Non si comprendono le ragioni dell'inserimento nell'oggetto sociale di finalità di beneficio comune laddove l'oggetto, la gestione di servizi pubblici di interesse generale, e, essendo una gestione in house providing [4], soggetta a controllo analogo. L'interesse generale ed il beneficio comune sono già una loro specifica finalità, non serve aggiungerne altre, devono semplicemente essere realizzate e garantite attraverso il rispetto dello statuto e delle convenzioni.
Per le società che gestiscono il servizio idrico integrato e i rifiuti, regolati dalla stessa norma, il Decreto ambiente [5], è ancora più evidente l'inapplicabilità della normativa delle "società benefit".
  1. Sia per il servizio idrico integrato (art. 147) che per la gestione rifiuti (art. 238), come previsto dal Decreto ambiente, le Regioni avrebbero dovuto individuare gli "Ambiti Territoriali Ottimali" e, questo, origina una gestione in regime di monopolio naturale e non fiscale che non richiede la necessità di una promozione mancando il presupposto della concorrenza.

****

**Cosa farai:**
- A) Copia dal brano sulle società benefit la parte che comincia con le parole "1. Sia per il" e termina dopo le parole "presupposto della concorrenza.".
- B) Prosegui il brano sulle società benefit e sulla gestione dei servizi pubblici, riprendendo dall'ultima frase riportata.

****

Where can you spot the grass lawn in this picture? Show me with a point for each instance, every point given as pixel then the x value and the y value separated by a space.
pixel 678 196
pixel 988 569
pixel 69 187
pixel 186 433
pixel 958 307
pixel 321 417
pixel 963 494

****

**Risultati per compito:**
- A)
1. Sia per il servizio idrico integrato (art. 147) che per la gestione rifiuti (art. 238), come previsto dal Decreto ambiente, le Regioni avrebbero dovuto individuare gli "Ambiti Territoriali Ottimali" e, questo, origina una gestione in regime di monopolio naturale e non fiscale che non richiede la necessità di una promozione mancando il presupposto della concorrenza.

- B)
  2. per quanto riguarda la determinazione delle tariffe:
    1. nel servizio idrico la tariffa (art. 154 del Decreto ambiente) si basa sul principio del "full cost recovery", ossia di un corrispettivo destinato alla copertura dei costi di gestione e degli investimenti con esclusione di qualsiasi costo che non sia direttamente relativo al servizio;
    2. nella gestione dei rifiuti la tariffa (art. 238 del Decreto ambiente) si basa, anch'essa, sul principio del "full cost recovery" con la possibilità in inserire costi accessori relativi alla gestione dei rifiuti urbani quali, ad esempio, le spese di spazzamento delle strade.
Essendo i costi di "beneficio comune" inerenti il servizio, con riferimento sia agli aspetti sociali che a quelli ambientali, già compresi nella tariffa, l'aggiunta di altre finalità di beneficio comune dovrebbe realizzarsi con ulteriori costi determinando un aumento della tariffa in violazione della legge ma anche degli aspetti socio-economici connessi alla gestione di servizi pubblici locali di interesse generale.
Quanto sopra vale anche nel caso di società a capitale misto, pubblico e privato, e a società private, delle quali, comunque, la quota di presenza è marginale, le riflessioni sono le stesse, anche se il servizio è affidato mediante gara, poiché la situazione di regime monopolistico resta tale e la modalità di formazione delle tariffe è la stessa anche per la gestione dei rifiuti, in particolare dal 2018, cioè da quando la regolazione del servizio è stata anch'essa assegnata ad ARERA [8].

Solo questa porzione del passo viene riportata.